═══ SUPPLIED TEXT

Re: [net-next v4 00/15] Add mlx5 subfunction support

linux-rdma.vger.kernel.org archive mirror
 help / color / mirror / Atom feed

From: David Ahern <dsahern@gmail.com>
To: Parav Pandit <parav@nvidia.com>,
	Alexander Duyck <alexander.duyck@gmail.com>,
	Saeed Mahameed <saeed@kernel.org>
Cc: "David S. Miller" <davem@davemloft.net>,
	Jakub Kicinski <kuba@kernel.org>,
	Jason Gunthorpe <jgg@nvidia.com>,
	Leon Romanovsky <leonro@nvidia.com>,
	Netdev <netdev@vger.kernel.org>,
	"linux-rdma@vger.kernel.org" <linux-rdma@vger.kernel.org>,
	David Ahern <dsahern@kernel.org>,
	Jacob Keller <jacob.e.keller@intel.com>,
	Sridhar Samudrala <sridhar.samudrala@intel.com>,
	"Ertman, David M" <david.m.ertman@intel.com>,
	Dan Williams <dan.j.williams@intel.com>,
	Kiran Patil <kiran.patil@intel.com>,
	Greg KH <gregkh@linuxfoundation.org>
Subject: Re: [net-next v4 00/15] Add mlx5 subfunction support
Date: Tue, 15 Dec 2020 13:59:22 -0700	[thread overview]
Message-ID: <f2c1d4c6-2bca-8c9d-a347-e18f44181f7f@gmail.com> (raw)

══════

→ BRIEF 1: According to the message header, on what date was this reply sent?

═══ INPUT ROWS

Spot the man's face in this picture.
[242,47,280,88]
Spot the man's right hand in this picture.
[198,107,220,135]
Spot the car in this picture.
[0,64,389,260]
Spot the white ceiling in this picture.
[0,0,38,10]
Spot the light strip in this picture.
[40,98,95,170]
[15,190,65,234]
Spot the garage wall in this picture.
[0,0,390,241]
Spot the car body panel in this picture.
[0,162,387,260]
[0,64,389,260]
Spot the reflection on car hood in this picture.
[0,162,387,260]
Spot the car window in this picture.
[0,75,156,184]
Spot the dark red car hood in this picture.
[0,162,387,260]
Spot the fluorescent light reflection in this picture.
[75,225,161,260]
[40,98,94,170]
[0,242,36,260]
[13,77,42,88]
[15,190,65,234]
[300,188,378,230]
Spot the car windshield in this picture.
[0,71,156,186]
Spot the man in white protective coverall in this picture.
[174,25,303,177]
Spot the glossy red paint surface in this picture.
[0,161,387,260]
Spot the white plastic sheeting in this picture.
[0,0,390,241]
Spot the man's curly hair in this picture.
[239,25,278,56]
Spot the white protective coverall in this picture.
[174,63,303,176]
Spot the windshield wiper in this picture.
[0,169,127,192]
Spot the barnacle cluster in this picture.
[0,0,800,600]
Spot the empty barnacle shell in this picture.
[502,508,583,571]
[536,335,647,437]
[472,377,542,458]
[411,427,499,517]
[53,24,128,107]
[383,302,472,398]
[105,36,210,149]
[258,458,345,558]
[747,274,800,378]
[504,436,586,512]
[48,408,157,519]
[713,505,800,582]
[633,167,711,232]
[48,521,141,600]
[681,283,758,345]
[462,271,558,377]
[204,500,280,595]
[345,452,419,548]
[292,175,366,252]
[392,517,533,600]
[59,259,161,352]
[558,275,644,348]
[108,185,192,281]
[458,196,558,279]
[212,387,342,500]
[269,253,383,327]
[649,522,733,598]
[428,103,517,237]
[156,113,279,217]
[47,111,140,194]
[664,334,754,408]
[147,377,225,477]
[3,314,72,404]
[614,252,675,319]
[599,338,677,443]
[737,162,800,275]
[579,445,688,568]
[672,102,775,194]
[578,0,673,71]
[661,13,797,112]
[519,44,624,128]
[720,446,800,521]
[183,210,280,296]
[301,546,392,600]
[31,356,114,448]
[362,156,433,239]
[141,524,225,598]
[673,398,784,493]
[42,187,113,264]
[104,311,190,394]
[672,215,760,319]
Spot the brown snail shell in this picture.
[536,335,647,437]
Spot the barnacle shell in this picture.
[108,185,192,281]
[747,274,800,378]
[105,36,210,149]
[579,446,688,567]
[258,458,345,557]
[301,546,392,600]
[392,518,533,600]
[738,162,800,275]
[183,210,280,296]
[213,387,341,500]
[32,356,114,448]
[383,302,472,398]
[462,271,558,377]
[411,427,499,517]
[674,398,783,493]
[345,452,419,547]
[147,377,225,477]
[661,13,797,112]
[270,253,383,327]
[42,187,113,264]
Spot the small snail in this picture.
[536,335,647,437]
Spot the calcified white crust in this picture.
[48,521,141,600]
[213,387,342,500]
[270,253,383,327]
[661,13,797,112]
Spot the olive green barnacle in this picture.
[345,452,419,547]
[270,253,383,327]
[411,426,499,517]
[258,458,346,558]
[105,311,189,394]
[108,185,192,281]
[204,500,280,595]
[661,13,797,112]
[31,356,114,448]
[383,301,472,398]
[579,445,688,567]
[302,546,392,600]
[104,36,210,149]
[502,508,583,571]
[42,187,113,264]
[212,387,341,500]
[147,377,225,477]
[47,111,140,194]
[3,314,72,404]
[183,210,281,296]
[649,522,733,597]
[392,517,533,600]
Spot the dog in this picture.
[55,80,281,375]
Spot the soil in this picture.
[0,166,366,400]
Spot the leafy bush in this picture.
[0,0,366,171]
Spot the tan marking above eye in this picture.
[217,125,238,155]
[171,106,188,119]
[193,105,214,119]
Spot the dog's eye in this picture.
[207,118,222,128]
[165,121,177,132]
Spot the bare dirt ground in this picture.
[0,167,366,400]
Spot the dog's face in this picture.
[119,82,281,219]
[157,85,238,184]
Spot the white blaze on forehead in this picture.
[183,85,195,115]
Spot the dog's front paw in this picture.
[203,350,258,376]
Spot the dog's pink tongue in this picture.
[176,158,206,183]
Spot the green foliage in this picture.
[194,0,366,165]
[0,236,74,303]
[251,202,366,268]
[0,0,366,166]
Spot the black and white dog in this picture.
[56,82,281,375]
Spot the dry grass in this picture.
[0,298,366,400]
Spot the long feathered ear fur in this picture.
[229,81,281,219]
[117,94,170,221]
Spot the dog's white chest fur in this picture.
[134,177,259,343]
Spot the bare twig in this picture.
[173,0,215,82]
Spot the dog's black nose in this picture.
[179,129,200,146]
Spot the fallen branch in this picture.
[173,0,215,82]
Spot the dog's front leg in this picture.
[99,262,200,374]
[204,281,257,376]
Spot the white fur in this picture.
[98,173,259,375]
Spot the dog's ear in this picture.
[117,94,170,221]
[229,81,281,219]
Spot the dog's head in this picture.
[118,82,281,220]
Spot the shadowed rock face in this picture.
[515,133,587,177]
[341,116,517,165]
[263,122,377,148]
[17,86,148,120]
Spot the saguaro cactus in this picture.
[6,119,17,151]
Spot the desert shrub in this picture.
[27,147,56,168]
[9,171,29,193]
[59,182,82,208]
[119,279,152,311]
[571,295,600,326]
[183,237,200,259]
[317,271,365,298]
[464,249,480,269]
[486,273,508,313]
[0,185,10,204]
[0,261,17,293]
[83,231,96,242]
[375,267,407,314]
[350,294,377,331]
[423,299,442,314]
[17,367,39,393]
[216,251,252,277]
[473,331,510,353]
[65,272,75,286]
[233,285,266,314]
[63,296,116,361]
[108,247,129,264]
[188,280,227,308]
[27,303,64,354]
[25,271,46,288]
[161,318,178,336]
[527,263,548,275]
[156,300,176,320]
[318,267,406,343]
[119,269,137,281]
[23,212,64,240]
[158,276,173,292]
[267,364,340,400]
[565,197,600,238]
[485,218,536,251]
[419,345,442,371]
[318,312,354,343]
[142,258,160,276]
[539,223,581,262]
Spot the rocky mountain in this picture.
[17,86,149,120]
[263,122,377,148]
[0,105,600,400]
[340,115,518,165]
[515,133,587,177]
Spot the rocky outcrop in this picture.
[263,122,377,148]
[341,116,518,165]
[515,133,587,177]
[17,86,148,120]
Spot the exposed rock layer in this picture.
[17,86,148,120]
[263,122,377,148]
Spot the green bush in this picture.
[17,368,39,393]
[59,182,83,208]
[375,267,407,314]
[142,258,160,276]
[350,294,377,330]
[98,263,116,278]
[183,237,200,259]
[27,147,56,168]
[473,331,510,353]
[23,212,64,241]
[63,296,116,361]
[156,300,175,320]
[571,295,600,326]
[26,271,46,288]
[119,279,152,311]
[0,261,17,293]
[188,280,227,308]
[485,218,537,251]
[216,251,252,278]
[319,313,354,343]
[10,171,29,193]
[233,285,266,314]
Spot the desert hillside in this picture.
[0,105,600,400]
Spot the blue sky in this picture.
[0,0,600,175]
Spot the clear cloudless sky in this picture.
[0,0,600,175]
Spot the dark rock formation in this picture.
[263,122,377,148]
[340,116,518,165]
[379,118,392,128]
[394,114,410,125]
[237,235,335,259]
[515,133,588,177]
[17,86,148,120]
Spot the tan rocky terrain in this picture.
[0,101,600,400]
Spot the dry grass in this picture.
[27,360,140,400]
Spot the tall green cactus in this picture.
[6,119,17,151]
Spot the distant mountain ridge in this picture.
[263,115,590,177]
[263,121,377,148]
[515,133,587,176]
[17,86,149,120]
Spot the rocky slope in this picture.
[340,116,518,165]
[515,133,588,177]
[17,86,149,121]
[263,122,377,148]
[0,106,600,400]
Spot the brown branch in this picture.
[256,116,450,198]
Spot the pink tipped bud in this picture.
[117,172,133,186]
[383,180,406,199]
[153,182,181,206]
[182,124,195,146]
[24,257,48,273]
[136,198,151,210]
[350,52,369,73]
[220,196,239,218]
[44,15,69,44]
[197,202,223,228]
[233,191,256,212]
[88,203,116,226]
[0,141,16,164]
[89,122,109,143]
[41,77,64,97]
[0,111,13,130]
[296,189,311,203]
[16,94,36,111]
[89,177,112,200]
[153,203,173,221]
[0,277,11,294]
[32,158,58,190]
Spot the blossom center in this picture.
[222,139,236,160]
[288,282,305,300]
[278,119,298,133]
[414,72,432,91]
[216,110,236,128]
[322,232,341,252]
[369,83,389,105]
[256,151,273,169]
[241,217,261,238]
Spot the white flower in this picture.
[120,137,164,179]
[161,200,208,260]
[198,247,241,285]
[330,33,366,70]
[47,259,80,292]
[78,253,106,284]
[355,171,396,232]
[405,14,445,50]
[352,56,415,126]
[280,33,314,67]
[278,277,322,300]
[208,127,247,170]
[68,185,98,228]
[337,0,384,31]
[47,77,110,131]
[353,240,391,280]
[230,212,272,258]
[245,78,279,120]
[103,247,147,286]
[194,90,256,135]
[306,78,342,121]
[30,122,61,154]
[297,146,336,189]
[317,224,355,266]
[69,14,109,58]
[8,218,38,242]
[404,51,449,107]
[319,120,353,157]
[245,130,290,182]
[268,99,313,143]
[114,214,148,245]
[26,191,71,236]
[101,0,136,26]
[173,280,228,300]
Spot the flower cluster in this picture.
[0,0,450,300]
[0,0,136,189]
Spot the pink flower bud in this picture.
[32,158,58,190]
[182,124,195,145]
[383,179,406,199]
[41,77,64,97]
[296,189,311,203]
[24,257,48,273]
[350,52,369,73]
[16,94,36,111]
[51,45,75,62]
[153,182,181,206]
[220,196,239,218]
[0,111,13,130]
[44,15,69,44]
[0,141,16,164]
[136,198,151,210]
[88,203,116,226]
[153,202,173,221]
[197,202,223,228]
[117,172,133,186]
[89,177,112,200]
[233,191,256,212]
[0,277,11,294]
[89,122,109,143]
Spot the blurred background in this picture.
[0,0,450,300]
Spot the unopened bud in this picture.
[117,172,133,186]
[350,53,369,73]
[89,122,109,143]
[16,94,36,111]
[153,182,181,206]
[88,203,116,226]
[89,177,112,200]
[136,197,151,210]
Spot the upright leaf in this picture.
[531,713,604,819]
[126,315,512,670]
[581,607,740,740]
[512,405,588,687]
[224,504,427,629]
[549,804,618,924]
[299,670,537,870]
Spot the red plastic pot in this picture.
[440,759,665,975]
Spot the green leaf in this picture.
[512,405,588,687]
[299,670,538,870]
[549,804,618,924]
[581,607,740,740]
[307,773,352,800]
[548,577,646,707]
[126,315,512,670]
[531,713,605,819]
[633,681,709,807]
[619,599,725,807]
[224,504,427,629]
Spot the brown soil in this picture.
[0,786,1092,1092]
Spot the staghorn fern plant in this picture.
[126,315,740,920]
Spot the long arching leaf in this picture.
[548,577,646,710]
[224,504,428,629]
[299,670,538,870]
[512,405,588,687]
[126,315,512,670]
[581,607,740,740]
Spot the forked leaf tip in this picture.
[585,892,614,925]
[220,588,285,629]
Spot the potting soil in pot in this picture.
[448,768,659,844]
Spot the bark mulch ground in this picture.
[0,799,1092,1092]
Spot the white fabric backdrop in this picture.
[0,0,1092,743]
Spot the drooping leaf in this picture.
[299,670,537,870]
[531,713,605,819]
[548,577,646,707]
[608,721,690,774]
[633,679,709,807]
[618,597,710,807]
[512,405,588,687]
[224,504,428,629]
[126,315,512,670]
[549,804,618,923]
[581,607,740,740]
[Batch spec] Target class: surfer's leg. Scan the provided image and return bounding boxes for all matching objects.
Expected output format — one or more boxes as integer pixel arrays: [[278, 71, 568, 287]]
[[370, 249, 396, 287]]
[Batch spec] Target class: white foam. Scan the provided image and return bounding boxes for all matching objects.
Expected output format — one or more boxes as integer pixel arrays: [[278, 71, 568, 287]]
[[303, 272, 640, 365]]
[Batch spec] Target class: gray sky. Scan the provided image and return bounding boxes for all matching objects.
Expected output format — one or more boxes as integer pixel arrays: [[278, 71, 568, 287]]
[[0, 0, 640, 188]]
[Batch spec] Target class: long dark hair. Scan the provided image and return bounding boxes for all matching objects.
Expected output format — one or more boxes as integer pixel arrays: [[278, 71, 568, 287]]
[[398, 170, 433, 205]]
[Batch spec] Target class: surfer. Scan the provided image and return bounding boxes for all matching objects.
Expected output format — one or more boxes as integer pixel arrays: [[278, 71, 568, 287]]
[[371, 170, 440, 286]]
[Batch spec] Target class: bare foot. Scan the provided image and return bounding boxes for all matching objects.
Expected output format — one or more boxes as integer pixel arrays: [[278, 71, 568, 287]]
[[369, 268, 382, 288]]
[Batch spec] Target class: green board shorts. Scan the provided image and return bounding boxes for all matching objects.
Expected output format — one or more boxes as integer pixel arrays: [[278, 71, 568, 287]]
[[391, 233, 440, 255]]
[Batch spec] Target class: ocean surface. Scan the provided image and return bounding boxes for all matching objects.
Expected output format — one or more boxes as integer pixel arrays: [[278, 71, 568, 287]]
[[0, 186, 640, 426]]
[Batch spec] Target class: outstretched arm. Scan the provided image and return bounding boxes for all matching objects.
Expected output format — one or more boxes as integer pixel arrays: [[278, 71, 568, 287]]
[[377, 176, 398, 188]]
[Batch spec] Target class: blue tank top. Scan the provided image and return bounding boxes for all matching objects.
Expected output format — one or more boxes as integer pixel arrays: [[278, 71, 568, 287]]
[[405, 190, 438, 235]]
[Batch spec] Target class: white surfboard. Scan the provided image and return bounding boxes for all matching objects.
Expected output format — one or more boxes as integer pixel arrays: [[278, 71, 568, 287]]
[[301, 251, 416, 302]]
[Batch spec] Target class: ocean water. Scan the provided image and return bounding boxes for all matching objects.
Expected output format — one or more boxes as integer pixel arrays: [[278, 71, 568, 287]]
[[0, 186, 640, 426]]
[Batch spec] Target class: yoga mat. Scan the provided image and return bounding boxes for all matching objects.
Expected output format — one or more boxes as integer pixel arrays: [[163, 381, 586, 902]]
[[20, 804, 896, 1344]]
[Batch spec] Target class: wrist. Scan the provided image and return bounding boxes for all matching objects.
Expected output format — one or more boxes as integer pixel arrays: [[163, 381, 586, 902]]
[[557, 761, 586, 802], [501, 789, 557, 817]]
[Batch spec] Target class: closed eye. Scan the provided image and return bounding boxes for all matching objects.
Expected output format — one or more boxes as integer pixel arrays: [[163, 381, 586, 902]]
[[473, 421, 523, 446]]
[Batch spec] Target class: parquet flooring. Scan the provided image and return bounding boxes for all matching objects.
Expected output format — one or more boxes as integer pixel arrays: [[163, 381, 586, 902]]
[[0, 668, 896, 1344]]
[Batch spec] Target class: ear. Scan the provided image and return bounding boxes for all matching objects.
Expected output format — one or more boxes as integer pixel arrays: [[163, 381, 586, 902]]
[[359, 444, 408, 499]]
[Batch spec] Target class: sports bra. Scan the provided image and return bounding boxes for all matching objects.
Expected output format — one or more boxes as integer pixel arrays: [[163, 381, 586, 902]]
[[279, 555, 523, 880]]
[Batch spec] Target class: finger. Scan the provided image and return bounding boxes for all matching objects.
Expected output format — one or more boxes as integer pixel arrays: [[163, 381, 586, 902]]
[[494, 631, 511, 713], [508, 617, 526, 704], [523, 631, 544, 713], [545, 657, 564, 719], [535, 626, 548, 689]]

══════

→ BRIEF 2: Reproduce the entries from the line containing "Spot the bark mulch ground in this picture." through the line containing "[[391, 233, 440, 255]]", both included, with their request lines. Multiply every coordinate in the answers by 2.35 and round to whole numbers, with halves rounded up, but leave the requests and their format samples unchanged.

→ TASK RESULT 1: Tuesday, 15 December 2020, at 13:59:22 -0700.

→ TASK RESULT 2:
Spot the bark mulch ground in this picture.
[0,1878,2566,2566]
Spot the white fabric backdrop in this picture.
[0,0,2566,1746]
Spot the drooping leaf in this picture.
[703,1575,1262,2045]
[1248,1676,1422,1925]
[1288,1356,1518,1661]
[1429,1694,1622,1819]
[1488,1596,1666,1896]
[1452,1403,1669,1896]
[1203,952,1382,1614]
[526,1184,1006,1478]
[296,740,1203,1575]
[1290,1889,1452,2169]
[1365,1426,1739,1739]
[Batch spec] Target class: surfer's leg. Scan the provided image and return bounding boxes for all matching objects.
Expected output format — one or more boxes as integer pixel arrays: [[278, 71, 568, 287]]
[[870, 585, 931, 674]]
[Batch spec] Target class: white foam. Scan the provided image and return bounding boxes for all matching objects.
Expected output format — one or more boxes as integer pixel arrays: [[278, 71, 568, 287]]
[[712, 639, 1504, 858]]
[Batch spec] Target class: gray sky. Scan the provided image and return bounding boxes for all matching objects.
Expected output format — one or more boxes as integer pixel arrays: [[278, 71, 568, 287]]
[[0, 0, 1504, 442]]
[Batch spec] Target class: long dark hair. Scan the provided image and return bounding boxes for all matching objects.
Expected output format — one or more boxes as integer pixel arrays: [[278, 71, 568, 287]]
[[935, 400, 1018, 482]]
[Batch spec] Target class: surfer. Scan the provided image and return bounding boxes for all matching objects.
Expected output format — one or more boxes as integer pixel arrays: [[278, 71, 568, 287]]
[[872, 400, 1034, 672]]
[Batch spec] Target class: bare foot. Scan the provided image and return bounding boxes for all matching objects.
Expected output format — one or more boxes as integer pixel arrays: [[278, 71, 568, 287]]
[[867, 630, 898, 677]]
[Batch spec] Target class: green board shorts. Scan the provided image and return bounding boxes for all matching objects.
Expected output format — one or more boxes as integer pixel arrays: [[278, 71, 568, 287]]
[[919, 548, 1034, 599]]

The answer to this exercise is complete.